[Image point grounding data]
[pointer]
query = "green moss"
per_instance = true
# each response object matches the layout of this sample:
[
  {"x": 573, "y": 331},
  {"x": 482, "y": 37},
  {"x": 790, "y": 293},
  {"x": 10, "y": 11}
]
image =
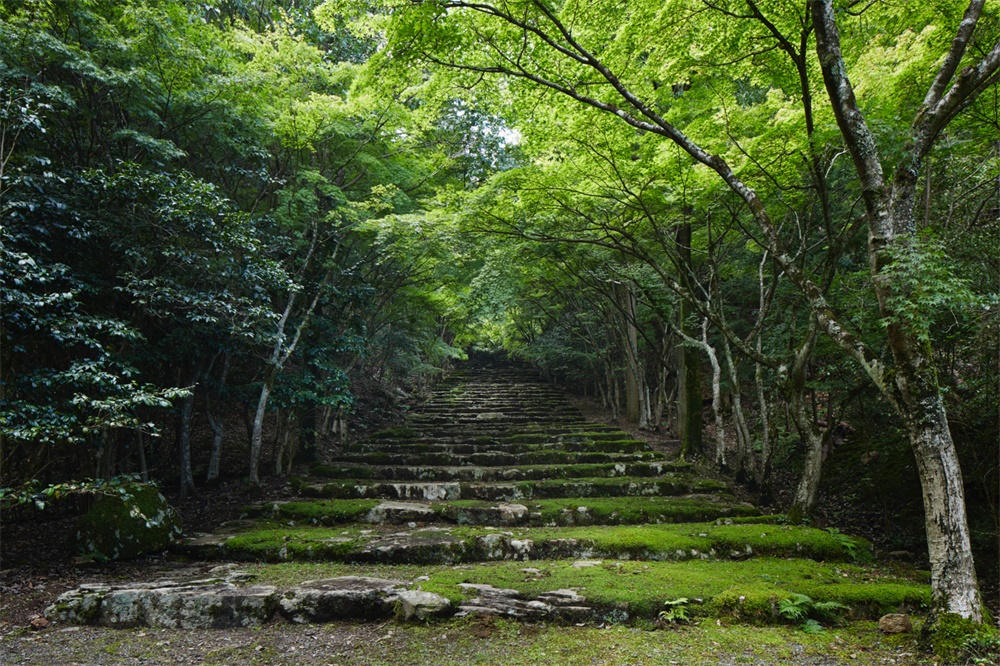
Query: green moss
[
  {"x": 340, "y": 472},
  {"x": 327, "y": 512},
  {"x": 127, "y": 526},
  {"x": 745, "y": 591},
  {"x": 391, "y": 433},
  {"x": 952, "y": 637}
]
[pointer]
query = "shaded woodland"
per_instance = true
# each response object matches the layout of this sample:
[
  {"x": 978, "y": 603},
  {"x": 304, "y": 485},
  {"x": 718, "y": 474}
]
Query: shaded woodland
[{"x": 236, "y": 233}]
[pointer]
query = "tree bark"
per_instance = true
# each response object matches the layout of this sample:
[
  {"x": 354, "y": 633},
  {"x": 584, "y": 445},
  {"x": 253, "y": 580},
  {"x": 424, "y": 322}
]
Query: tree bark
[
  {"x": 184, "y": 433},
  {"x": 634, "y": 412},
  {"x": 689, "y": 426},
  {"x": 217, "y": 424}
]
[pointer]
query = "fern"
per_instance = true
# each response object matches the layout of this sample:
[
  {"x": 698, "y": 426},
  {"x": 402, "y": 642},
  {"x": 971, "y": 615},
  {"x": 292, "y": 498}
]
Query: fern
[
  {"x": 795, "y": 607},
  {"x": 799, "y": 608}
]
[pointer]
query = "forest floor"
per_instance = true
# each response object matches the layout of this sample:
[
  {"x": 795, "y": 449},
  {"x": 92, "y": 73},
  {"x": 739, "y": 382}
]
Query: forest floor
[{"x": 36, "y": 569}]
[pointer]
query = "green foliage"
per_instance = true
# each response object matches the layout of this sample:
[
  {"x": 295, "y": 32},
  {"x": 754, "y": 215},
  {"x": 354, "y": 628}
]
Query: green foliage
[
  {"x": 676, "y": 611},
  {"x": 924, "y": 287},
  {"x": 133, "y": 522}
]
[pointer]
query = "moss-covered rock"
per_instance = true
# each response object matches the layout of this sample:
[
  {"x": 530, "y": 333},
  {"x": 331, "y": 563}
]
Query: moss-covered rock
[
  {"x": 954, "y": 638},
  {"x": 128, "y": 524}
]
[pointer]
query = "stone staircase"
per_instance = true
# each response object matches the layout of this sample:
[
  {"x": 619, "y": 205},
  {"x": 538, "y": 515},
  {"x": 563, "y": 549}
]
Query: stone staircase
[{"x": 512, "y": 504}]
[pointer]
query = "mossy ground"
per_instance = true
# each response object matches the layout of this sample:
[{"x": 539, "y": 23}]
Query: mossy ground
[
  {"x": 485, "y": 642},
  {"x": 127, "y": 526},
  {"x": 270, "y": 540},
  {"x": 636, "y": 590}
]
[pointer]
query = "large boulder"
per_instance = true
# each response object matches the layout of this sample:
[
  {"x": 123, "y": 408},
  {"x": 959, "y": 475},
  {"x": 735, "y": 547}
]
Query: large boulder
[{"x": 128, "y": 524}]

EXERCISE PROMPT ▸
Each record should be quoted exactly, with the images omitted.

RESPONSE BOX ▸
[pointer]
query = "green moss"
per_instance = true
# each response object matches the layout of this sample:
[
  {"x": 573, "y": 331},
  {"x": 482, "y": 37},
  {"x": 790, "y": 293},
  {"x": 10, "y": 11}
]
image =
Query: green moss
[
  {"x": 340, "y": 472},
  {"x": 327, "y": 512},
  {"x": 127, "y": 526},
  {"x": 745, "y": 591},
  {"x": 391, "y": 433},
  {"x": 952, "y": 637}
]
[pointer]
query = "shaded woodland"
per_instance = true
# each response object matches the layout of this sample:
[
  {"x": 978, "y": 603},
  {"x": 304, "y": 485},
  {"x": 718, "y": 474}
]
Query: shaded woodland
[{"x": 236, "y": 233}]
[pointer]
query = "tree bark"
per_instance = true
# each response object matches the layout of this sample:
[
  {"x": 354, "y": 633},
  {"x": 584, "y": 445},
  {"x": 253, "y": 580},
  {"x": 424, "y": 322}
]
Query: tree bark
[
  {"x": 184, "y": 433},
  {"x": 634, "y": 412},
  {"x": 689, "y": 426},
  {"x": 217, "y": 424}
]
[pointer]
query = "fern"
per_instance = true
# each response object matches the layout of this sample:
[
  {"x": 698, "y": 426},
  {"x": 402, "y": 642},
  {"x": 971, "y": 615},
  {"x": 292, "y": 498}
]
Query: fern
[
  {"x": 795, "y": 607},
  {"x": 799, "y": 608}
]
[pointer]
query = "forest floor"
per_instance = true
# each response object matches the layout of this sample:
[
  {"x": 795, "y": 449},
  {"x": 92, "y": 73},
  {"x": 739, "y": 382}
]
Query: forest floor
[{"x": 36, "y": 569}]
[pointer]
query = "green foliage"
per_instance = true
# each response object matches the layout of this sample:
[
  {"x": 295, "y": 32},
  {"x": 754, "y": 215},
  {"x": 354, "y": 628}
]
Query: green foliage
[
  {"x": 676, "y": 611},
  {"x": 924, "y": 287},
  {"x": 133, "y": 522}
]
[pointer]
query = "moss-covered rock"
per_instance = true
# each response object matches the layout of this sample:
[
  {"x": 530, "y": 333},
  {"x": 331, "y": 563}
]
Query: moss-covered rock
[
  {"x": 954, "y": 638},
  {"x": 128, "y": 524}
]
[pointer]
query = "stone staircase"
per_instance = true
# each response object matches the layout of this sample:
[
  {"x": 619, "y": 205},
  {"x": 538, "y": 515},
  {"x": 563, "y": 549}
]
Query: stone staircase
[{"x": 512, "y": 504}]
[pointer]
query = "mossy ground"
per_instance = true
# each response object matches the layout of this sample:
[{"x": 539, "y": 23}]
Query: mossy ground
[
  {"x": 485, "y": 642},
  {"x": 127, "y": 526},
  {"x": 270, "y": 540},
  {"x": 636, "y": 590}
]
[pointer]
query = "large boulder"
per_instance = true
# each response object matches the layout of this sample:
[
  {"x": 123, "y": 408},
  {"x": 959, "y": 475},
  {"x": 735, "y": 547}
]
Query: large boulder
[{"x": 128, "y": 524}]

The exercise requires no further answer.